DOCUMENT TEXT
## start

This announcement is neither an offer to purchase nor a solicitation of an
offer to sell Shares. The Offer is made solely by the Offer to Purchase dated
October 6, 1994, the Supplement thereto to be dated October 26, 1994, and the
related Letters of Transmittal and is being made to all holders of Shares. The
Offer is not being made to (nor will tenders be accepted from or on behalf of)
holders of Shares in any jurisdiction in which the making of the Offer or the
acceptance thereof would not be in compliance with the laws of such
jurisdiction. In any jurisdiction where the securities, blue sky or other laws
require the Offer to be made by a licensed broker or dealer, the Offer shall
be deemed to be made on behalf of CE Acquisition Company, Inc. by Gleacher &
Co. Inc. or one or more registered brokers or dealers licensed under the laws
of such jurisdiction. 

                         CE ACQUISITION COMPANY, INC.
                         A WHOLLY OWNED SUBSIDIARY OF
                        CALIFORNIA ENERGY COMPANY, INC.
 HAS AMENDED ITS OFFER TO PURCHASE TO INCREASE THE PRICE FOR 12,400,000 SHARES
OF COMMON STOCK 
          (INCLUDING THE ASSOCIATED PREFERRED SHARE PURCHASE RIGHTS) 
                                      OF
                              MAGMA POWER COMPANY
                                      TO
                             $38.50 NET PER SHARE

     CE Acquisition Company, Inc., a Delaware corporation (the "Purchaser")

## end

DATASET ENTRIES
## start

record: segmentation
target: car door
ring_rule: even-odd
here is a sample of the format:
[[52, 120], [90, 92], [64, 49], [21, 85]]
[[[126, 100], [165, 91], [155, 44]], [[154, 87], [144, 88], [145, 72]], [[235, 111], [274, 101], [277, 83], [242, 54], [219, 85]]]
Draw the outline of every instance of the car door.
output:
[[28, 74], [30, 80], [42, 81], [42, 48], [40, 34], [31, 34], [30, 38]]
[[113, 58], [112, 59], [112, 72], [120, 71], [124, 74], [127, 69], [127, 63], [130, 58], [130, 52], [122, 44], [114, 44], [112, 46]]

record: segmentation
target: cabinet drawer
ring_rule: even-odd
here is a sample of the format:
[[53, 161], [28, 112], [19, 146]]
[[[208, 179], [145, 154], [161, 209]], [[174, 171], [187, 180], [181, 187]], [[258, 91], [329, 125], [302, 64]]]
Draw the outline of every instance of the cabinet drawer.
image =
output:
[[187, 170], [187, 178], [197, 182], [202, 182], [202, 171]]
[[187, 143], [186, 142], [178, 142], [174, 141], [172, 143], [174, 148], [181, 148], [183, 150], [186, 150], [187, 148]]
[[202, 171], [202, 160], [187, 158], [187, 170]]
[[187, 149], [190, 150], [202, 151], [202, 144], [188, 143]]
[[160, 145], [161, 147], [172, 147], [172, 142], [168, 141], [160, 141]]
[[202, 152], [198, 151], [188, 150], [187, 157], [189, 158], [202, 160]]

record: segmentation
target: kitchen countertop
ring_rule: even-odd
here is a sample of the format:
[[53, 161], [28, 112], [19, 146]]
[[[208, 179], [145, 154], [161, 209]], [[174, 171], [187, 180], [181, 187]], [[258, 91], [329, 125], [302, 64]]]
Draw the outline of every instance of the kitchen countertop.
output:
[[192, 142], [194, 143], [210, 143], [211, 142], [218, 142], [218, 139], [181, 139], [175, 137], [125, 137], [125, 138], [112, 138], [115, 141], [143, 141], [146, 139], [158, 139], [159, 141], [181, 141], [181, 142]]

## end

WORK TO COMPLETE
1. Answer these about the tender offer announcement:
(a) What is the date of the Offer to Purchase?
(b) What net price per share is offered?
(c) In what state is CE Acquisition Company, Inc. incorporated?
2. Count the lines in the entries that contain the string "door", with case counting. Give only the number.
The tender offer announcement and the entries are unrelated material.

WORKED SOLUTIONS
1.
(a) October 6, 1994
(b) $38.50
(c) Delaware

2. 2